How to parse JSON in syslog_msg to fields?

@sghosh001c

Here's a working solution for a Logstash configuration that I tested on Logstash 6.3.0.

The filters in this configuration perform three steps:

  1. Grok filter extracts the JSON String, puts it in a temporary field called payload_raw
  2. Json filter parses the temporary payload_raw field, puts the parsed data in a field called "payload"
  3. Mutate filter removes the temporary payload_raw field (and other fields)

The advantage of this approach is that you don't need to know the structure of the JSON. It will parse everything for you.

Logstash configuration

input {
    tcp {
        port => 24514
    }
    udp {
        port => 24514
    }
}

filter {
    
    # Step 1. Extract the JSON String, put it in a temporary field called "payload_raw"
    # Docs: https://www.elastic.co/guide/en/logstash/current/plugins-filters-grok.html
    grok {
        match => {
            "message" => [ "%{JSON:payload_raw}" ]
        }
        pattern_definitions => {
            "JSON" => "{.*$"
        }
    }
    
    # Step 2. Parse the temporary "payload_raw" field, put the parsed data in a field called "payload"
    # Docs: https://www.elastic.co/guide/en/logstash/current/plugins-filters-json.html
    json {
        source => "payload_raw"
        target => "payload"
    }
    
    # Step 3. Remove the temporary "payload_raw" field (and other fields)

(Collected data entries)
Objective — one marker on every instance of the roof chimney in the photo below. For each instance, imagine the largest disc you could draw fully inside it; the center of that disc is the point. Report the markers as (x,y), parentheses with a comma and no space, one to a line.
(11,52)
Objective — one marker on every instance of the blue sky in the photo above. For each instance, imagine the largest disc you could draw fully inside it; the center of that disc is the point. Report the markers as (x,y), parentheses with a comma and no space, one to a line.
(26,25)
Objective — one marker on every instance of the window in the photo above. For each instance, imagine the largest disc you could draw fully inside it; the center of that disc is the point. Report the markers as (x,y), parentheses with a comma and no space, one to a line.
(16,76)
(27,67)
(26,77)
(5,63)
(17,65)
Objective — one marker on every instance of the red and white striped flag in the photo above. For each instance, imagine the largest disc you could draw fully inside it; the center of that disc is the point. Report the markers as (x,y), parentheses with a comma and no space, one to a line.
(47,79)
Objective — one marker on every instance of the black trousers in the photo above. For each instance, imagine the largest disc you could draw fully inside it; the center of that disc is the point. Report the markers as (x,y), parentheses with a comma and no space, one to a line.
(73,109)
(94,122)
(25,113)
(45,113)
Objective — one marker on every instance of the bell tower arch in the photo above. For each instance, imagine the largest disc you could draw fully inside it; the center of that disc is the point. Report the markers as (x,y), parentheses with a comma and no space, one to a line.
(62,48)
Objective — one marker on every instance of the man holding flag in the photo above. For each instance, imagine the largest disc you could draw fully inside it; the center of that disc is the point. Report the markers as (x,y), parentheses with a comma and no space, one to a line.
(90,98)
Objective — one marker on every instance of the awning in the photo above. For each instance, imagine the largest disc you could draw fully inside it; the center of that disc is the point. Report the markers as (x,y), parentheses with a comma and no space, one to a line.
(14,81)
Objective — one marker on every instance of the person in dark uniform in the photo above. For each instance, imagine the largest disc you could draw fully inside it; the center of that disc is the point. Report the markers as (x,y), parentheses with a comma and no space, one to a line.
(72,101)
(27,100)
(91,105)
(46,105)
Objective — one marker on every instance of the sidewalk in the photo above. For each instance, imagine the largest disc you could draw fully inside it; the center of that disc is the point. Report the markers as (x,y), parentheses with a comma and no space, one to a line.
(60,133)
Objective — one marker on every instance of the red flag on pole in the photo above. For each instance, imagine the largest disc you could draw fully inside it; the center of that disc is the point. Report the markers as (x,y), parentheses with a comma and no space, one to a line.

Exercise details: In the Logstash answer above on parsing JSON in syslog_msg, list every filter named in the numbered list of steps, in order.

Response: Grok filter, Json filter, Mutate filter